Segment Start: Entries supplied

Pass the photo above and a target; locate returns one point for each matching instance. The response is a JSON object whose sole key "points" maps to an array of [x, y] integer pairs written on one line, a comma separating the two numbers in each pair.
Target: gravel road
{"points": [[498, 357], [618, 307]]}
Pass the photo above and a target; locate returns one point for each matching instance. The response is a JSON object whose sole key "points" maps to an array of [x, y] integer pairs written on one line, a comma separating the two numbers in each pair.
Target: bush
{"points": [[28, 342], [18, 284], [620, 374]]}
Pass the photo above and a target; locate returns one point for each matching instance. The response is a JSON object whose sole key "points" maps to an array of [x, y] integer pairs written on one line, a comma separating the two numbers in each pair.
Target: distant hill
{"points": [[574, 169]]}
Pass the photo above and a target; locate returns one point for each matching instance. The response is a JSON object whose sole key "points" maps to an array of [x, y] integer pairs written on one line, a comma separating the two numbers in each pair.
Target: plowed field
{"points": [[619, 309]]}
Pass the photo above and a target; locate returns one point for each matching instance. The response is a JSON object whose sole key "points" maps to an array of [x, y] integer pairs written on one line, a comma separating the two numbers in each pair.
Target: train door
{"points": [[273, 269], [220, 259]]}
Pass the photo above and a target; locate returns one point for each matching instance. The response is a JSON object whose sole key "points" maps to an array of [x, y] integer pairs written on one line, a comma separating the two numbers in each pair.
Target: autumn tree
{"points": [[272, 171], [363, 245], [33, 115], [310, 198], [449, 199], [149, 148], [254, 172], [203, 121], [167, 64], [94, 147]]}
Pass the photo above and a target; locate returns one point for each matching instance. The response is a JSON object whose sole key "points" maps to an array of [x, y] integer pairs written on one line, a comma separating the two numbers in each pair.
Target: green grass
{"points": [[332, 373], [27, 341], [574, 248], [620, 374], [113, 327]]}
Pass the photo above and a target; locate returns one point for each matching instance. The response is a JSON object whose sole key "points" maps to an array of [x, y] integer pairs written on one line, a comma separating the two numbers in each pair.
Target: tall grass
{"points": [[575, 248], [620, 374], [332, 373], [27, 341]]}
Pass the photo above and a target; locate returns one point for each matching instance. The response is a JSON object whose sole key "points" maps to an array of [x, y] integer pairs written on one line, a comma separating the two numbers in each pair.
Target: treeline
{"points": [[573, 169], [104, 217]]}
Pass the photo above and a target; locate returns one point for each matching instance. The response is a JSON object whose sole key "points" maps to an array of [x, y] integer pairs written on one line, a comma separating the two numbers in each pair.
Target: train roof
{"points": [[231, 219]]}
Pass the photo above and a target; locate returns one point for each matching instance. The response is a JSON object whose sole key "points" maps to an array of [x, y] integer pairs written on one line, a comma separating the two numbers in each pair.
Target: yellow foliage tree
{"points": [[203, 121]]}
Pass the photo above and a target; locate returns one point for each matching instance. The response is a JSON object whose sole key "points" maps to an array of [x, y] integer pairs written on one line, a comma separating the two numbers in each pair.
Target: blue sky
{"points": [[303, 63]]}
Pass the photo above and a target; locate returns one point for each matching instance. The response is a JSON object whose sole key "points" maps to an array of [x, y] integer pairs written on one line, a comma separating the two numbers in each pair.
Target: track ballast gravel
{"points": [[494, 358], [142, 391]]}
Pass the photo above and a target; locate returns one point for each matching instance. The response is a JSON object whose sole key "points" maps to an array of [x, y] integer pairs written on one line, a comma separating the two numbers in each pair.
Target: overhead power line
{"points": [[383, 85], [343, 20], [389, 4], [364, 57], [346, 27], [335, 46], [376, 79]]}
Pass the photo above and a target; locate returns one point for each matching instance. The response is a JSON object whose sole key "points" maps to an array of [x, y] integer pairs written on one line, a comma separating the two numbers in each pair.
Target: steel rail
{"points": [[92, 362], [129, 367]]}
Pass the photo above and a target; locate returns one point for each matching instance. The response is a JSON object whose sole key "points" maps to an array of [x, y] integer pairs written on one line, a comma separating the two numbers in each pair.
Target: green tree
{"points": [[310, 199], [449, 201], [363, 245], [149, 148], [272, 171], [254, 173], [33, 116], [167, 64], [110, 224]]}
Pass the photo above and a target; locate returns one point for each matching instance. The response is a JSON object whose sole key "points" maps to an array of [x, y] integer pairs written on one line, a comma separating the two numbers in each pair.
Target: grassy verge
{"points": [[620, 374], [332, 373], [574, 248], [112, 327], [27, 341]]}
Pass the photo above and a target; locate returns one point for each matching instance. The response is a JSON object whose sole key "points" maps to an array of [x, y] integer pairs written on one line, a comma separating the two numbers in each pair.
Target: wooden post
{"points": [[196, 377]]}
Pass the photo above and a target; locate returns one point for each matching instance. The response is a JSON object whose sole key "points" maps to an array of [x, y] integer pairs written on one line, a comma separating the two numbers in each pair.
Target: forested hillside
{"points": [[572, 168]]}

Segment End: Entries supplied

Your reply should match the data above exactly, line for line.

Pass the photo above and a target; locate returns one point for each matching instance. The response is a JSON object whose sole key "points" maps to an array of [x, y] integer pairs written on one line, a comma separating the two numbers in each pair.
Target: gravel road
{"points": [[498, 357], [618, 307]]}
Pass the photo above and a target; locate returns one point for each matching instance. The response is a JSON object whose sole key "points" maps to an array of [x, y] integer pairs written on one line, a comma separating the two numbers in each pair.
Target: bush
{"points": [[28, 342], [18, 284], [620, 374]]}
Pass the photo above and a target; locate returns one point for each matching instance. The response is a JSON object whose sole key "points" maps to an array of [x, y] integer pairs written on one line, a comma separating the two numbers in each pair.
Target: distant hill
{"points": [[574, 169]]}
Pass the photo above and a target; locate returns one point for each matching instance. The response is a JSON object whose sole key "points" maps to an array of [x, y] integer pairs written on one line, a comma separating the two numbers in each pair.
Target: plowed field
{"points": [[619, 309]]}
Pass the photo above and a target; locate returns one point for each matching instance. The response is a JSON object whose sole key "points" maps to an array of [x, y] integer pairs written on one line, a comma separating the two numbers in each pair.
Target: train door
{"points": [[273, 269], [220, 259]]}
Pass the photo above and a target; locate returns one point for each matching instance. The response is a JSON object whose sole key "points" maps to an array of [x, y] integer pairs written on one line, a comma separating the two numbers in each pair.
Target: autumn tree
{"points": [[272, 171], [363, 245], [33, 115], [310, 198], [449, 199], [149, 148], [254, 172], [203, 121], [167, 64], [94, 147]]}
Pass the photo above and a target; locate returns one point for each matching instance. The response is a JSON object whose sole key "points" maps to an array of [x, y] integer pairs written on one line, a comma separating the two numbers in each pair.
Target: green grass
{"points": [[332, 373], [27, 341], [574, 248], [620, 374], [113, 327]]}
Pass the photo above and a target; locate returns one point for each matching instance. The response is a JSON object whose sole key "points" maps to an array of [x, y] integer pairs written on one line, a comma separating the two numbers in each pair.
Target: tall grass
{"points": [[575, 248], [620, 374], [332, 373], [27, 341]]}
Pass the photo above and a target; locate returns one point for each matching instance. The response is a JSON object whose sole key "points" maps to an array of [x, y] integer pairs written on one line, a comma separating the two numbers in each pair.
Target: treeline
{"points": [[573, 169], [104, 217]]}
Pass the photo above and a target; locate returns one point for each matching instance. The response is a JSON object whose sole key "points" maps to an array of [x, y] integer pairs written on one line, a comma separating the two numbers in each pair.
Target: train roof
{"points": [[231, 219]]}
Pass the photo above and a target; locate returns one point for each matching instance. The response is a JSON object whose sole key "points" maps to an array of [x, y] integer pairs written on one line, a comma separating the two numbers in each pair.
Target: yellow foliage tree
{"points": [[203, 121]]}
Pass the photo above and a target; locate returns one point for each matching instance. The response is a JSON object whose sole key "points" maps to an array of [x, y] integer pairs written on one line, a comma separating the two numbers in each pair.
Target: blue sky
{"points": [[303, 63]]}
Pass the photo above and a target; locate returns one point for each matching instance. The response is a JSON object whose sole key "points" maps to an array of [x, y] integer pairs written on one line, a comma separating the two numbers in each pair.
Target: track ballast gravel
{"points": [[494, 358], [142, 391]]}
Pass the photo above and a target; locate returns one point for each matching instance. The response is a JSON object whose sole key "points" maps to an array of [x, y] integer pairs written on one line, a comma separating the two numbers in each pair.
Target: overhead power line
{"points": [[383, 85], [343, 20], [389, 4], [364, 57], [346, 27], [335, 46], [376, 79]]}
Pass the photo above and a target; locate returns one point for each matching instance. The response is a JSON object whose sole key "points" maps to an array of [x, y] integer pairs written on one line, a comma separating the two numbers in each pair.
Target: steel rail
{"points": [[92, 362], [129, 367]]}
Pass the photo above and a target; locate returns one point for each matching instance. The response is a JSON object whose sole key "points" maps to an array of [x, y] integer pairs written on one line, a comma separating the two numbers in each pair.
Target: green tree
{"points": [[310, 199], [449, 201], [363, 245], [149, 148], [272, 171], [254, 173], [33, 116], [167, 64], [110, 224]]}
Pass the photo above and a target; locate returns one point for each matching instance. The response is a JSON object whose sole key "points" maps to an array of [x, y] integer pairs written on one line, a comma separating the two numbers in each pair.
Target: grassy verge
{"points": [[620, 374], [332, 373], [574, 248], [112, 327], [27, 341]]}
Pass the photo above and a target; locate returns one point for each matching instance. The response is a JSON object whose sole key "points" maps to an array of [x, y] integer pairs written on one line, a comma separating the two numbers in each pair.
Target: wooden post
{"points": [[196, 377]]}
Pass the photo above and a target; locate returns one point for each matching instance. The response is a JSON object whose sole key "points" maps to an array of [x, y] integer pairs written on one line, a comma separating the two numbers in each pair.
Target: forested hillside
{"points": [[572, 168]]}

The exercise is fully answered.